Task to complete
Output exactly the lines between the line that contains "Can you see the cracked" and the last line of the material, counting both.

Entries
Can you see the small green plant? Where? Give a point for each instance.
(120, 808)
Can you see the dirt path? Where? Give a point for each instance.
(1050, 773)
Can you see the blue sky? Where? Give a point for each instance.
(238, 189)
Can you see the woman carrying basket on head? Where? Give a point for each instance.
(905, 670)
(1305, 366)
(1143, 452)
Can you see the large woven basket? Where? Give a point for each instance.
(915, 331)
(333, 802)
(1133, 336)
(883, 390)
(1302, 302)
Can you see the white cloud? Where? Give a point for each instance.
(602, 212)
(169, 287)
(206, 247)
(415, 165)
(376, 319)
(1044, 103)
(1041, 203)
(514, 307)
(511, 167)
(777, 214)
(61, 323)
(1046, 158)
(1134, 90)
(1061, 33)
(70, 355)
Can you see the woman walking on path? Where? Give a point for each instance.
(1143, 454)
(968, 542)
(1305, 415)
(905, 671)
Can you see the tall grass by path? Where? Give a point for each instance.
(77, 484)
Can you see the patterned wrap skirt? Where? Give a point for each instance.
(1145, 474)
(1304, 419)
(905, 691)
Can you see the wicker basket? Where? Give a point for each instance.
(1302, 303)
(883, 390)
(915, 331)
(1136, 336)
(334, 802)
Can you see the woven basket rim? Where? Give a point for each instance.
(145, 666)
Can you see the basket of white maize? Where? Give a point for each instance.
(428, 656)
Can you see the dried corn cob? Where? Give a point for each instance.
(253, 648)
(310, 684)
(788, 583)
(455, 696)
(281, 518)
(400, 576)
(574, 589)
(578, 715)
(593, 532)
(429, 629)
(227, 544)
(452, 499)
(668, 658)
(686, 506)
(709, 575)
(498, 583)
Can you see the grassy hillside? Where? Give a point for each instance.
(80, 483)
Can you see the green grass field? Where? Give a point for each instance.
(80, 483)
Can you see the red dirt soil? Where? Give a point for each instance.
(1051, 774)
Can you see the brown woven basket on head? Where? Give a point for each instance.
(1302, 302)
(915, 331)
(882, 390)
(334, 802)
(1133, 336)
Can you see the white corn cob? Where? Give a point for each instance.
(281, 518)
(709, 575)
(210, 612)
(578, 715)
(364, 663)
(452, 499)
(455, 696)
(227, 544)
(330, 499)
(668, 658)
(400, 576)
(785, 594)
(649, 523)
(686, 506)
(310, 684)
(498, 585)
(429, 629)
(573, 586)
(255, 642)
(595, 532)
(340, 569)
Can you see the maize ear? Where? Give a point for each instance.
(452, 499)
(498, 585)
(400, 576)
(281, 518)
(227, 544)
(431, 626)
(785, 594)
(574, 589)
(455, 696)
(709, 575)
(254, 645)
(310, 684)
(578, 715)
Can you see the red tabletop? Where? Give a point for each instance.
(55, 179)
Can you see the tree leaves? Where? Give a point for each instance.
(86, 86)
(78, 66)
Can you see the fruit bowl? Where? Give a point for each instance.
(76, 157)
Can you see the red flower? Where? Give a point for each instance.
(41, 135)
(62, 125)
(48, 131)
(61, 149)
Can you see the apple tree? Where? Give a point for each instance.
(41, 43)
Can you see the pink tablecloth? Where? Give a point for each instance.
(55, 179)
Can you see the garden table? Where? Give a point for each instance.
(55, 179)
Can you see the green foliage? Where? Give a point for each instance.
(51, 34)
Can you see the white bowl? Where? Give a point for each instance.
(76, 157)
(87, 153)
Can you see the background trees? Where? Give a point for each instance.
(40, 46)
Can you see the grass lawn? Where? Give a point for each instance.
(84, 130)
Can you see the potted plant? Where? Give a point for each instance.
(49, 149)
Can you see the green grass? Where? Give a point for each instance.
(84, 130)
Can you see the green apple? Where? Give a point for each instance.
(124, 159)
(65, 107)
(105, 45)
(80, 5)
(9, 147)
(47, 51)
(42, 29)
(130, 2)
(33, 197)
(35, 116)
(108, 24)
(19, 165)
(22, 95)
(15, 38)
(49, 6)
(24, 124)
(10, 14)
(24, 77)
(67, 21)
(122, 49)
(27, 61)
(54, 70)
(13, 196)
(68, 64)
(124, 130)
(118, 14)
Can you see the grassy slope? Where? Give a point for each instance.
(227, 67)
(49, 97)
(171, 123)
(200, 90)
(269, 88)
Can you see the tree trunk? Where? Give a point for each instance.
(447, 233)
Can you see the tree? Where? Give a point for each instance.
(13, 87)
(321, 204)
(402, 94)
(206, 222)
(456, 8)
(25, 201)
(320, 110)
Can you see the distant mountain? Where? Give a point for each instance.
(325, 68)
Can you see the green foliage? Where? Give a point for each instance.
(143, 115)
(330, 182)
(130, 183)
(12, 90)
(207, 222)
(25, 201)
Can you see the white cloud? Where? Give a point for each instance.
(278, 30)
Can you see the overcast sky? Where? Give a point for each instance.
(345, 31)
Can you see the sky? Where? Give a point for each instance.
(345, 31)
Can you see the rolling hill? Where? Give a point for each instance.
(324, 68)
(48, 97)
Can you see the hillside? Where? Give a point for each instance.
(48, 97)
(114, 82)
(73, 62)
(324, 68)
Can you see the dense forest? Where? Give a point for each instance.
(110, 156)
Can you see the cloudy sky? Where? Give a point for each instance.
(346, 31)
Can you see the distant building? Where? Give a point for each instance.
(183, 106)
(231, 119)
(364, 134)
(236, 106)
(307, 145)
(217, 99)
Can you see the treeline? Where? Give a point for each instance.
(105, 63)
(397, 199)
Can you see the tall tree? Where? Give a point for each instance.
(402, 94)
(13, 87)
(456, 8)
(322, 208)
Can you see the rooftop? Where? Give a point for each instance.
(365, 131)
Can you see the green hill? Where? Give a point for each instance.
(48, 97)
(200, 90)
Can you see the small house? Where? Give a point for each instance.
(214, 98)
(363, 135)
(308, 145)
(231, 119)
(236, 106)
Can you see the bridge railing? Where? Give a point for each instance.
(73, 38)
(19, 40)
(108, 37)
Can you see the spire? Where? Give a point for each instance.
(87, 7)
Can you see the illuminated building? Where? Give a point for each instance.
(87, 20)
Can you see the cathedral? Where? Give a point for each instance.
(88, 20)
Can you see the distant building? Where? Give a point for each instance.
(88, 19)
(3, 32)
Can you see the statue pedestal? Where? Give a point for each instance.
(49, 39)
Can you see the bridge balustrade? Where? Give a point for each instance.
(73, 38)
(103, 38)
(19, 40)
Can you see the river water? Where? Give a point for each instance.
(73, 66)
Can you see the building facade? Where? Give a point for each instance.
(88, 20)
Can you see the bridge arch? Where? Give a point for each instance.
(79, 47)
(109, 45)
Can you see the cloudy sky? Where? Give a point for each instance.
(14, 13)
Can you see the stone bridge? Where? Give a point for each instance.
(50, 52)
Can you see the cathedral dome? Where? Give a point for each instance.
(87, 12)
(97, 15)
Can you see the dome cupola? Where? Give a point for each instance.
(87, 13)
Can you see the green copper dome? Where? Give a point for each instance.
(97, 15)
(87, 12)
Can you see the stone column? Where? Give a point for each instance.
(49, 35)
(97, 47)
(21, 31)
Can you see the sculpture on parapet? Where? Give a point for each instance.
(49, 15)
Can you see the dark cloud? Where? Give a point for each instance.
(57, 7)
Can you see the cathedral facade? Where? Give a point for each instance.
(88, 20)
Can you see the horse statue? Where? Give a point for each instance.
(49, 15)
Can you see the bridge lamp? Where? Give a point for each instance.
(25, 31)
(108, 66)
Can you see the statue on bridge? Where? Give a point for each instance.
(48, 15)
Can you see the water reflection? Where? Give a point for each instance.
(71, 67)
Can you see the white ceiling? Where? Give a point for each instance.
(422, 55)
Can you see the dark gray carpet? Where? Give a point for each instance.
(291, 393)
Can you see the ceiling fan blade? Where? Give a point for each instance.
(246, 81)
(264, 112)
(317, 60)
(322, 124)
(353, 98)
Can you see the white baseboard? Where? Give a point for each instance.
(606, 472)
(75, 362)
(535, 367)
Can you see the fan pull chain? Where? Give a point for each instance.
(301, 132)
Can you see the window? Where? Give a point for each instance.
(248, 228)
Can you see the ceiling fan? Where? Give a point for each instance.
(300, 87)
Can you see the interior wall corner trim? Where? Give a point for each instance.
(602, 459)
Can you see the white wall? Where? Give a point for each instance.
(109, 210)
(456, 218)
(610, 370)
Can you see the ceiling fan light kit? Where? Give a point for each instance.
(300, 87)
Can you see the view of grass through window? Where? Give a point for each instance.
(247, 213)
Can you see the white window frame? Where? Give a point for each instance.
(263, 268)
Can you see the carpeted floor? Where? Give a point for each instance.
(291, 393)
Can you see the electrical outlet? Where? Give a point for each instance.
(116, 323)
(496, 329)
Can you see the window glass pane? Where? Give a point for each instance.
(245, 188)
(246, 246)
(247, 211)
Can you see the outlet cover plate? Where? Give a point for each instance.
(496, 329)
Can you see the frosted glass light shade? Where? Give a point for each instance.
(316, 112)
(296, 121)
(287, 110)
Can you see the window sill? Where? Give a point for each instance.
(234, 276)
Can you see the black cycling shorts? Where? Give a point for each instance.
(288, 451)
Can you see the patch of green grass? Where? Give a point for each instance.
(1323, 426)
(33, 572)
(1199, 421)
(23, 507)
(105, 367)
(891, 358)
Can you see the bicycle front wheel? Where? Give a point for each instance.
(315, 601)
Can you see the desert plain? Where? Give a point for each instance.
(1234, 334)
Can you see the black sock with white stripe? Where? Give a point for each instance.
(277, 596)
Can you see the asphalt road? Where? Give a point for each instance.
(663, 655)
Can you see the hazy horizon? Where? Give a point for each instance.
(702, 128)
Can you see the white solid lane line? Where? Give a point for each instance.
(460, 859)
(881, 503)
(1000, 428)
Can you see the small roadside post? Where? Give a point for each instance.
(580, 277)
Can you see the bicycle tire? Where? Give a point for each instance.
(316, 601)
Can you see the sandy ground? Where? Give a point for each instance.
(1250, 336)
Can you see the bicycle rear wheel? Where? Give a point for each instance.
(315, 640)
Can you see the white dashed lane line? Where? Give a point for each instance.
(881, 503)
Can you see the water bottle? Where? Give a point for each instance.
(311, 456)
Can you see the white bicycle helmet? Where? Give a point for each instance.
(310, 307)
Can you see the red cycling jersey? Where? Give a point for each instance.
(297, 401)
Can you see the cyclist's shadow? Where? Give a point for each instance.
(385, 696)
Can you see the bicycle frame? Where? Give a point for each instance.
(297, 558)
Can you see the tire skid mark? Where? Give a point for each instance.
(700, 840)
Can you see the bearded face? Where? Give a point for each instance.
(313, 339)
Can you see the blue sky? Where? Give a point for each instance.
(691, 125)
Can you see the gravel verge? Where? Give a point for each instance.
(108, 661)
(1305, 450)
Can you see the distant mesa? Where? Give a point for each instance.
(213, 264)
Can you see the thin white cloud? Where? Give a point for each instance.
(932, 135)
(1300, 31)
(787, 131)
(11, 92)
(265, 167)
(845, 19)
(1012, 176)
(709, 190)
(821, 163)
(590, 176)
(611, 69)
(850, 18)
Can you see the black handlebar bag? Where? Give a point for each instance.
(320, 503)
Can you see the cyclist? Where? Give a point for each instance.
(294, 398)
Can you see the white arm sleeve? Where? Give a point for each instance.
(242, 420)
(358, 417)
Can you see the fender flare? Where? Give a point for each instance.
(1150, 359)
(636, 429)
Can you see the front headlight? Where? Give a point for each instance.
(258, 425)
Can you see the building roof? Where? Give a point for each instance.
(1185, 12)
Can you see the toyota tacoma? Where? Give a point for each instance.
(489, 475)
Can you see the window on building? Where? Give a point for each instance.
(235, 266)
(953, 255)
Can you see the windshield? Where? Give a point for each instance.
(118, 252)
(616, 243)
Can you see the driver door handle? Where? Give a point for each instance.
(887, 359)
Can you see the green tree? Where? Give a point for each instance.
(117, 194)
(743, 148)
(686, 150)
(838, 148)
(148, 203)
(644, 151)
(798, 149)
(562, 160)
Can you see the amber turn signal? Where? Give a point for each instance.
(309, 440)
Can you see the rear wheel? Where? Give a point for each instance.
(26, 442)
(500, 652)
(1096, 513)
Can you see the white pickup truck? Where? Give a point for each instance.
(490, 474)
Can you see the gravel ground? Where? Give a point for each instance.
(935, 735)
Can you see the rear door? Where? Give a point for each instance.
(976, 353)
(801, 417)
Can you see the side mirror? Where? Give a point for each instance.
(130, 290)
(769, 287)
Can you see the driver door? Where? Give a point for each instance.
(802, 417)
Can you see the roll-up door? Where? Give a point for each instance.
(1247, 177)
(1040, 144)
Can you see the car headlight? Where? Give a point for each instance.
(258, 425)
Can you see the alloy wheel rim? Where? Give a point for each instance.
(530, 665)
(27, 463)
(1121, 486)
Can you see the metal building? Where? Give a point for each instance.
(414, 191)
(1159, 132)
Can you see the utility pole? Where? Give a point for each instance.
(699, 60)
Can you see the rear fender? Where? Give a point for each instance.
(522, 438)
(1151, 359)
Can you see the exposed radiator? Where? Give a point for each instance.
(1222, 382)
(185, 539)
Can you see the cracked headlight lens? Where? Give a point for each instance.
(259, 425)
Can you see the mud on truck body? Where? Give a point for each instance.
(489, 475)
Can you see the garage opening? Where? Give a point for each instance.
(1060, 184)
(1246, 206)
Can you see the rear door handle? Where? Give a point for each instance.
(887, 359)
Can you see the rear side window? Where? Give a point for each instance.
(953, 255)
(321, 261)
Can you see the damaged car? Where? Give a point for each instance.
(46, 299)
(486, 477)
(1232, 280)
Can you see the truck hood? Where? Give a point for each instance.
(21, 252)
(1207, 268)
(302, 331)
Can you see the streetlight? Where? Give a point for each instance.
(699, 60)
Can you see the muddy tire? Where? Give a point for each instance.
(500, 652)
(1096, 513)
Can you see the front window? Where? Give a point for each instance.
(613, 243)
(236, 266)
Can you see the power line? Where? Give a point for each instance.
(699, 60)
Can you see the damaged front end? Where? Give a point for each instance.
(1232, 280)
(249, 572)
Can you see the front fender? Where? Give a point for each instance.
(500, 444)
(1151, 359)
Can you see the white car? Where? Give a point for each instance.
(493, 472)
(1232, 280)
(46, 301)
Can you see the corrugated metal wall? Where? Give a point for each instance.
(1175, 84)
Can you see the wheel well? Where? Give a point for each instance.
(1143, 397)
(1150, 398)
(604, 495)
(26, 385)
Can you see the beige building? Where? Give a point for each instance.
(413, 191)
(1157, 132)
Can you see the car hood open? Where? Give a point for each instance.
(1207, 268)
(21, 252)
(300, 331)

Full solution
Can you see the cracked headlight lens? Where? Give a point for each instance.
(259, 425)
Can you see the mud on truck body? Where? Give a point for each instance.
(489, 475)
Can you see the garage opening? Where? Give a point for each instance.
(1060, 184)
(1246, 206)
Can you see the rear door handle? Where? Give a point for each instance.
(887, 359)
Can you see the rear side window? Where? Give a point for each instance.
(953, 255)
(321, 261)
Can you see the damaged car? Where? Give a point for each instance.
(46, 299)
(486, 477)
(1232, 280)
Can you see the truck hood? Where? Give a point for each instance.
(21, 252)
(1207, 268)
(302, 331)
Can you see the streetlight? Where? Give a point for each instance.
(699, 60)
Can you see the muddy tire? Where? Give a point for each instance.
(500, 652)
(1096, 513)
Can you see the front window? Where? Give a point for each instance.
(613, 243)
(236, 266)
Can you see the power line? Where? Give a point for each instance.
(699, 60)
Can you see the damaged front end? Where? Give a point for each instance.
(1232, 280)
(249, 572)
Can you see the front fender? Where? Give a point for each instance.
(500, 444)
(1151, 359)
Can you see the white car? Where? Give a point for each instance.
(493, 472)
(1232, 280)
(46, 301)
Can you see the corrugated metal wall? Where? Give a point for each instance.
(1175, 84)
Can you see the wheel well? Where? Give a point for each instance.
(1143, 397)
(1150, 398)
(604, 495)
(26, 385)
Can you see the beige building? Where? Give a point for each instance.
(413, 191)
(1157, 132)
Can you see the car hood open? Where? Give a point for each instance.
(1207, 268)
(21, 252)
(300, 331)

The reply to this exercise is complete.